• [Document]:
Chapter 4 – The conditions of flow

  • Every flow activity provides a sense of discovery, a creative feeling of transporting the person into a new reality. It pushes the person to higher levels of performance, and leads to previously undreamed-of states of consciousness. In short, it transforms the self by making it more complex. In this growth of the self lies the key to flow activities.
  • It is the dynamic feature that explains why flow activities lead to growth and discovery. One cannot enjoy doing the same thing at the same level for long. We grow either bored or frustrated; and then the desire to enjoy ourselves again pushes us to stretch our skills, or to discover new opportunities for using them.
  • One of the most ironic paradoxes of our time is this great availability of leisure that somehow fails to be translated into enjoyment.
  • A less drastic obstacle to experiencing flow is excessive self-consciousness. A person who is constantly worried about how others will perceive her, who is afraid of creating the wrong impression, or of doing something inappropriate, is also condemned to permanent exclusion from enjoyment. So are people who are excessively self-centered. A self-centred individual is usually not self-conscious, but instead evaluates every bit of information only in terms of how it relates to her desires.
  • Both a self-conscious and self-centred person lack the attentional fluidity needed to relate to activities for their own sake; too much psychic energy is wrapped up in the self, and free attention is rigidly guided by its needs.
  • The traits that make an automatic personality are most clearly revelled by people who seem to enjoy situations that ordinary persons would find unbearable.
  • They pay close attention to the most minute of details of their environment, discovering in it hidden opportunities for action that match what little they are capable of doing, given the circumstances. Then they set goals appropriate to their precarious situation, and closely monitor progress through the feedback they receive. Whenever they reach their goal, they up the ante, setting increasingly complex challenges for themselves.
  • Some people are born with a more focused and flexible neurological endowment, or are fortunate to have had parents who promoted unselfconscious individuality. But it is an ability open to cultivation, a skill one can perfect through training and discipline.

• [Entries shown]:

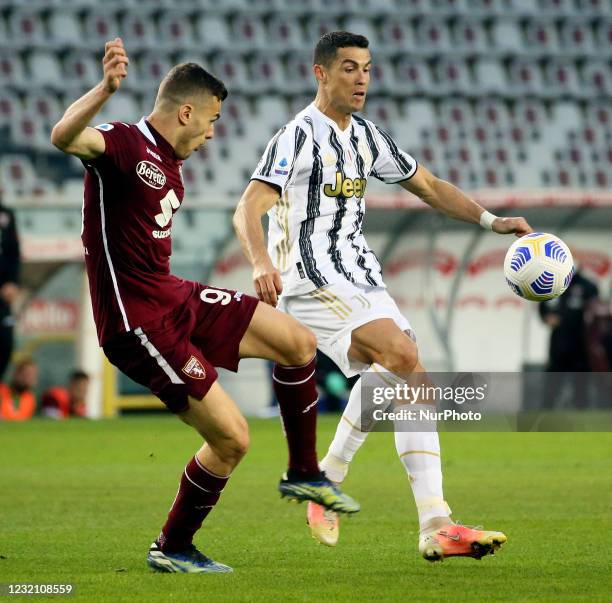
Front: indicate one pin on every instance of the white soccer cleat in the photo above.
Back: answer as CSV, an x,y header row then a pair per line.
x,y
324,524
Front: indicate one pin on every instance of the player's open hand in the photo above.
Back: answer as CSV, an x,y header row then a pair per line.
x,y
268,284
518,226
115,64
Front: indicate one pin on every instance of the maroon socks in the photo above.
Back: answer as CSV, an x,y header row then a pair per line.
x,y
198,493
296,393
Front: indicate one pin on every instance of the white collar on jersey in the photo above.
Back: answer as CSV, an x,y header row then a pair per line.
x,y
331,122
142,126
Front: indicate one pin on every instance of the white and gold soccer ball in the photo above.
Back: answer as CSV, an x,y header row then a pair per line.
x,y
539,266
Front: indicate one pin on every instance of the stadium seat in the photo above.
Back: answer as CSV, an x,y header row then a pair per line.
x,y
469,36
82,69
65,28
490,77
138,30
231,68
382,111
299,77
175,31
492,113
25,28
541,37
456,113
284,32
121,107
432,35
149,70
419,116
453,76
44,104
362,26
506,36
561,78
28,130
556,8
596,79
525,78
318,25
576,36
248,33
101,26
448,8
382,79
593,8
10,105
603,37
212,32
45,68
266,74
413,76
12,71
599,113
271,113
396,34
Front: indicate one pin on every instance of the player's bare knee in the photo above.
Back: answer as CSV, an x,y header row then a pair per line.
x,y
400,359
306,347
237,444
303,347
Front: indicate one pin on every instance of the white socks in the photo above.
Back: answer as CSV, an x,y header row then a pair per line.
x,y
348,438
419,452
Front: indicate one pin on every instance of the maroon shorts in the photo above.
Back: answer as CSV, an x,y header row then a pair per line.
x,y
175,356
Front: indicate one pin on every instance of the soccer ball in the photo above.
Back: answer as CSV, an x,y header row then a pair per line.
x,y
539,266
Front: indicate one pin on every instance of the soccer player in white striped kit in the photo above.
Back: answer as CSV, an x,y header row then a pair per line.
x,y
311,180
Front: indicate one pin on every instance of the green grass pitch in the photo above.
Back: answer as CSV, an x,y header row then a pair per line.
x,y
80,502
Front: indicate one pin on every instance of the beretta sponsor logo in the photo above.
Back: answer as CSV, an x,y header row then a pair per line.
x,y
150,174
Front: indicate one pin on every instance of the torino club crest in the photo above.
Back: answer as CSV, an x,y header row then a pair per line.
x,y
194,369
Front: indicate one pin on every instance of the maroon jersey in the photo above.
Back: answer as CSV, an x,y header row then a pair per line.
x,y
131,194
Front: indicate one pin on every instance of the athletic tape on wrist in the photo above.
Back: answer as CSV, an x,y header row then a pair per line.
x,y
487,219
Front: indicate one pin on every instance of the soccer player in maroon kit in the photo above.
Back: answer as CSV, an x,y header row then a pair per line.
x,y
168,333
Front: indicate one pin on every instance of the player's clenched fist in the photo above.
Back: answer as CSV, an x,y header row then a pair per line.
x,y
268,284
518,226
115,64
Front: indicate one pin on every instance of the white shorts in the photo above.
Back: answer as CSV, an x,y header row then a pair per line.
x,y
333,312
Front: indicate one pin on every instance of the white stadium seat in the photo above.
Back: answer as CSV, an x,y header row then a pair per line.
x,y
101,26
506,36
65,29
45,68
138,30
490,77
469,35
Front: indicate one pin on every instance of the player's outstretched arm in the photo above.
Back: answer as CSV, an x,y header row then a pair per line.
x,y
71,133
257,199
449,200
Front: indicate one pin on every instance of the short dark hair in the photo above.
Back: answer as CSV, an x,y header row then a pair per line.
x,y
189,79
327,46
78,374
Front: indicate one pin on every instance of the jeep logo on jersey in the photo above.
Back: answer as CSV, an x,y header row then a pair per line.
x,y
194,369
150,174
346,188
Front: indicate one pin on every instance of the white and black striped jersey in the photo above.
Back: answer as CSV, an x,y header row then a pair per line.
x,y
315,230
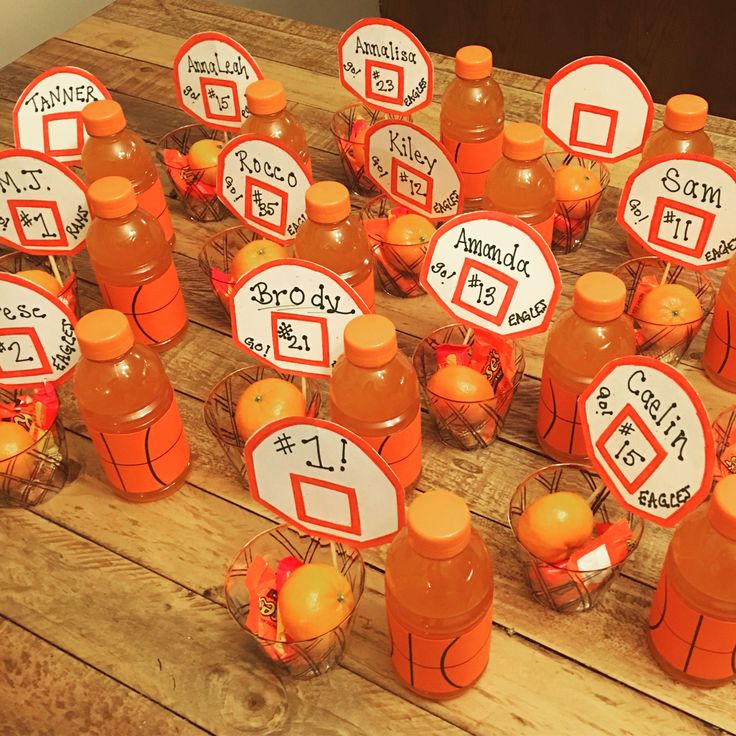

• [Task instructions]:
(1) Please copy the notes on the conditions of flow word for word, from "Chapter 4 – The" to "translated into enjoyment.".
(2) In the notes on the conditions of flow, what do we grow when we do the same thing at the same level for long?
The lines have nothing to do with this.

• [Results of the exercise]:
(1)
Chapter 4 – The conditions of flow

  • Every flow activity provides a sense of discovery, a creative feeling of transporting the person into a new reality. It pushes the person to higher levels of performance, and leads to previously undreamed-of states of consciousness. In short, it transforms the self by making it more complex. In this growth of the self lies the key to flow activities.
  • It is the dynamic feature that explains why flow activities lead to growth and discovery. One cannot enjoy doing the same thing at the same level for long. We grow either bored or frustrated; and then the desire to enjoy ourselves again pushes us to stretch our skills, or to discover new opportunities for using them.
  • One of the most ironic paradoxes of our time is this great availability of leisure that somehow fails to be translated into enjoyment.

(2) We grow either bored or frustrated.